EXERCISE BRIEF –
Can you reproduce every one of the entries below word for word, without changing or leaving out anything?

RECORDS PROVIDED –
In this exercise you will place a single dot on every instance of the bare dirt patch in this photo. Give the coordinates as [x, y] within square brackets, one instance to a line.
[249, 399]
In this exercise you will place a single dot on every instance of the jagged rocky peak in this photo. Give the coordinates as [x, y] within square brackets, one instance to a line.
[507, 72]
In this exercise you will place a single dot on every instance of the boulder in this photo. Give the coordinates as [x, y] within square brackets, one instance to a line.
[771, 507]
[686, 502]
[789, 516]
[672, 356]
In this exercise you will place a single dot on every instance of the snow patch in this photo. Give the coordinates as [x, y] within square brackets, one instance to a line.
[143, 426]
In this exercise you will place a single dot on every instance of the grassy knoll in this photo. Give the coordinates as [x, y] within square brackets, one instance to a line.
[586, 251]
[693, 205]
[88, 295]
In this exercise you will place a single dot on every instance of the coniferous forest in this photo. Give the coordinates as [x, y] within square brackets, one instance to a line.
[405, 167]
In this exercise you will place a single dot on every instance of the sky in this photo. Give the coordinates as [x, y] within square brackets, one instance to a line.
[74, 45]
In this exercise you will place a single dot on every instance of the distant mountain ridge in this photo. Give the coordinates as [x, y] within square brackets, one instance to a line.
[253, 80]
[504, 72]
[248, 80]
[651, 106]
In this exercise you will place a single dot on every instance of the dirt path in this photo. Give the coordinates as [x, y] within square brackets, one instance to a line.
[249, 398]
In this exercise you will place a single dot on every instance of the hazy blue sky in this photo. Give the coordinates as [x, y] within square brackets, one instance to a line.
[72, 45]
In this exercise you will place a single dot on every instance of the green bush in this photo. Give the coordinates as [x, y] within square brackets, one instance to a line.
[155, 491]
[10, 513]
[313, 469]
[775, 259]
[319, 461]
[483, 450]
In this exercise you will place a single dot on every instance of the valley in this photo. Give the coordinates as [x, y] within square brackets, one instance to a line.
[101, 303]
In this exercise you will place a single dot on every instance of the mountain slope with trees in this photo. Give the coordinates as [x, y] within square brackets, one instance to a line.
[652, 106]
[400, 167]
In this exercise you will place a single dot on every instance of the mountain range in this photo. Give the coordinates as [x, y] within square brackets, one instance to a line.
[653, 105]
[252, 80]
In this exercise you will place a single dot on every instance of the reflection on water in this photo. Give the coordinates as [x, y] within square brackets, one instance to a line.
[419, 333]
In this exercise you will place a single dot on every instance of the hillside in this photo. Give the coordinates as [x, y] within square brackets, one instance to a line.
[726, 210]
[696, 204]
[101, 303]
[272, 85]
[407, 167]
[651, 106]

COMPLETED EXERCISE –
In this exercise you will place a single dot on every instance of the bare dirt patch in this photo. Give the coordinates as [x, y] within square brackets, one instance to a line.
[249, 399]
In this exercise you will place a single dot on every instance of the jagged rocky peak in this photo. Give the coordinates as [x, y] within square brackets, one instance to a line.
[507, 72]
In this exercise you will place a single dot on every instance of the boulder in this photo. Give the coordinates as [x, y] within square brackets, one instance to a line.
[771, 507]
[686, 502]
[789, 516]
[672, 356]
In this exercise you will place a single dot on every instance of the snow patch in this photo. Give the coordinates as [x, y] within square brackets, one instance to a line.
[143, 426]
In this exercise you will place a single dot on every instance of the grassy knoll in this photo. Give the coordinates as [x, y] within square brackets, one instance to a line.
[586, 251]
[693, 205]
[88, 295]
In this exercise you will place a single dot on every instance of the coniferous forest in this photo. Give the coordinates as [x, y] within square brackets, one instance to a line.
[405, 167]
In this exercise you will place a single dot on every instance of the sky in this photo. Give the coordinates as [x, y] within square brackets, one instance to a line.
[74, 45]
In this exercise you will place a single dot on every instance of the distant mountain ridge in this photo. Give the coordinates as [x, y] within square brackets, one instance to a line.
[253, 80]
[504, 72]
[248, 80]
[651, 106]
In this exercise you will place a single dot on every instance of the dirt path in this photo. Give the coordinates as [x, y] within square brackets, one instance to a line.
[249, 398]
In this exercise you will place a single dot on every instance of the hazy blue sky in this photo. Give the coordinates as [x, y] within square brackets, one instance to a line.
[72, 45]
In this exercise you will place a single dot on every instance of the green bush in this photo. Give the coordinates as [x, y] within square brackets, one instance to a line.
[155, 491]
[10, 513]
[313, 469]
[775, 259]
[319, 461]
[483, 450]
In this exercise you will place a single dot on every instance of the valley in this photo. Give the coordinates as [x, y] within square brackets, one instance to a line.
[101, 303]
In this exercise you will place a single dot on every instance of the mountain slope with trees in this photo. Give the coordinates as [x, y] within square brackets, one instance to a line.
[652, 106]
[400, 167]
In this exercise you will place a single dot on every instance of the mountain range in this photo. Give the coordinates as [x, y] within square brackets, one instance to a line.
[653, 105]
[252, 80]
In this exercise you will place a single dot on every instance of the reflection on water in this photo. Give the coordinates as [x, y] within square brackets, one instance to a line.
[419, 333]
In this exercise you will place a single dot on every instance of the hillside in this photo. Give the coordinates as [x, y] within square brackets, one instance to a line.
[726, 210]
[696, 204]
[101, 303]
[272, 85]
[407, 167]
[651, 106]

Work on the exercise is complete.